About this exercise:
Below are records; reproduce exactly the lines from the one that has "Target: blue sky" through the one that has "Target: black metal railing", ends included, and nothing more.
[Records for processing]
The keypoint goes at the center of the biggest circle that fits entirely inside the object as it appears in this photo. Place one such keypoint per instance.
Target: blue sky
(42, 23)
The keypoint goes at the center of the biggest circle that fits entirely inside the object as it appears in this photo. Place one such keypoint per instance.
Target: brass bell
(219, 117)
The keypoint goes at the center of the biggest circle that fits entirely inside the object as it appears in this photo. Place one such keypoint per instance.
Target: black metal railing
[/Records for processing]
[Records for processing]
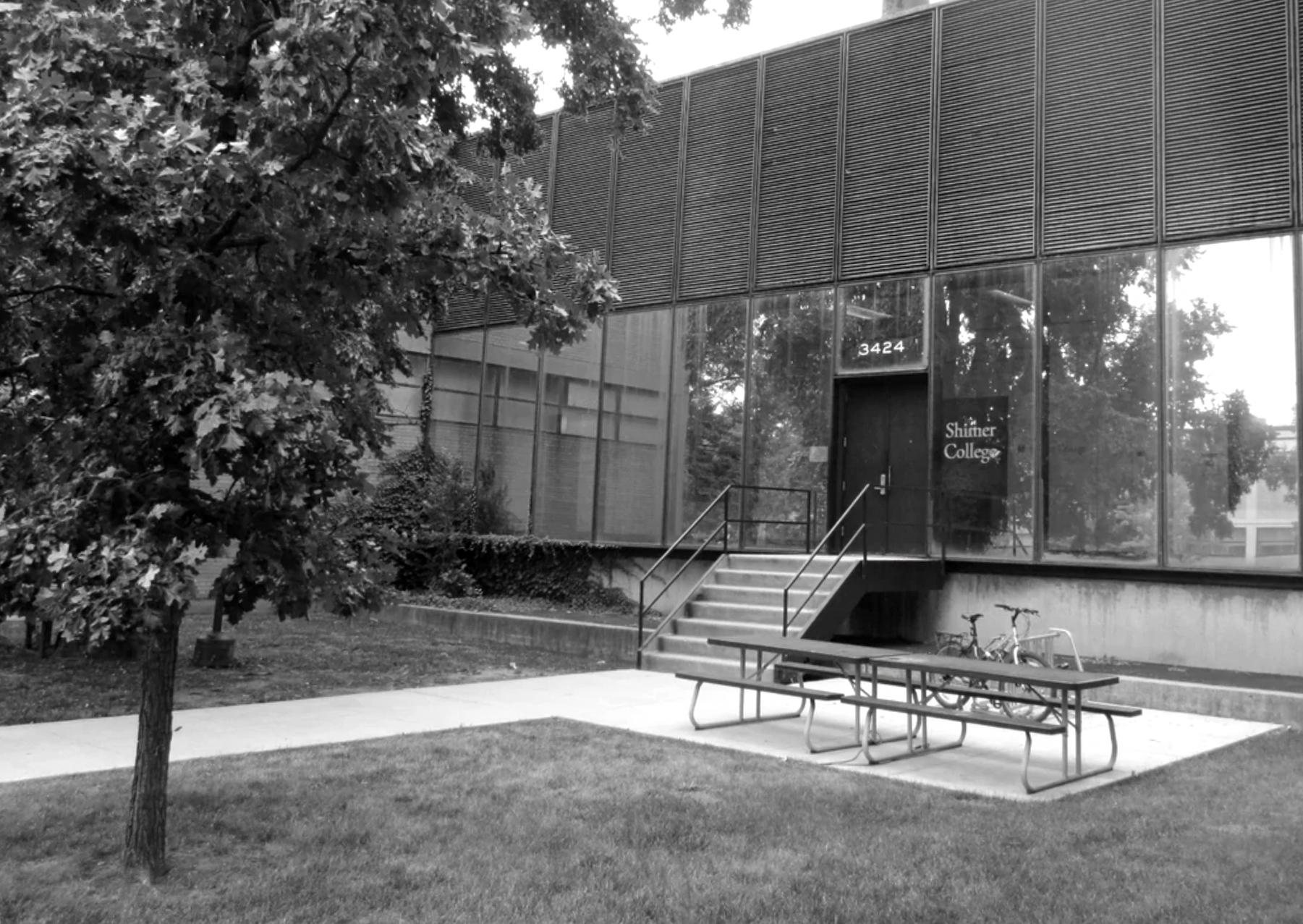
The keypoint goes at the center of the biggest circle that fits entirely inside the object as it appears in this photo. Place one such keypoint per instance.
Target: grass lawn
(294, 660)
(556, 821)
[/Records for processing]
Output for this task:
Target: blue sky
(42, 23)
The keypoint goes at the center of the biggest circle that fits entirely inside the object as it appears in this photo. Place one such keypoint per instance.
Target: brass bell
(219, 117)
The keypoint goes at the center of the biggest circle that fits entirely inside the object as it appears in this photo. Place one such keypoint per instance.
Target: black metal railing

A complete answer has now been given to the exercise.